よくある酸素マスクですが、時々ゴムひもをしっかりと縛って、マスクを顔に密着させる人がいます。人によってはご丁寧にテープで固定したり、マスクの穴を塞いだりすることも。
実際には酸素マスクはゆるゆるで大丈夫です。と言うのも、酸素マスクの穴や脇から空気を吸わないと十分に吸気が出来ず患者は苦しいからです。
例えば、3L/分の酸素を流すとします。一秒あたりの流量は3000ml ÷ 60秒なので、50ml/秒と言うことになります。人間の一回換気量はざっくり500ml/回ほどなので、1秒間に500ml吸って、2秒間で500ml吐くということになります。
酸素マスクをしっかり密着させてしまうと、理論的には50mlしか吸えなくなるので、患者は息を吸えずに苦しくなってしまいます。なのである程度ゆるゆるにして、脇から空気を吸ってもらわないといけないわけです。実際には450mlくらいの空気と50mlくらいの酸素を吸っているということになります。
本当に高濃度の酸素を吸ってもらいたい時はリザーバーが必要になるわけですね。
集中治療医学会の専門医テキストには各流量と酸素濃度の表があります。興味のある方は見てみてください。
..........
酸素マスクに関する本文に基づき、次の問いに答えよ。
1. 3L/分の酸素を流す場合、一秒あたりの流量は何ml/秒とされているか。
2. 人間の一回換気量はおおよそどれくらいとされているか。
3. 本当に高濃度の酸素を吸ってもらいたい時に必要になるものは何か。

**提供資料**
..........
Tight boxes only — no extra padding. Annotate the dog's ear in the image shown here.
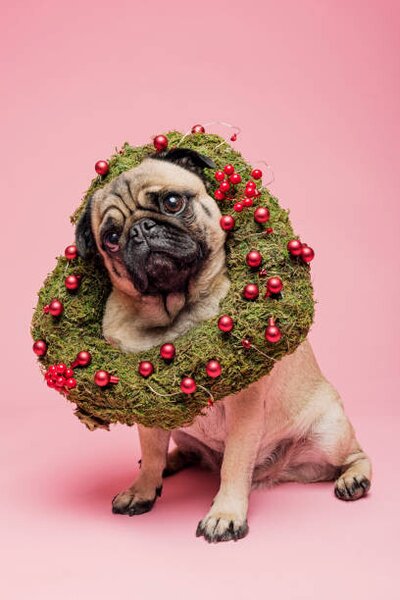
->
[75,197,96,258]
[152,148,217,176]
..........
**課題の解答**
1. 50ml/秒
2. 500ml/回ほど
3. リザーバー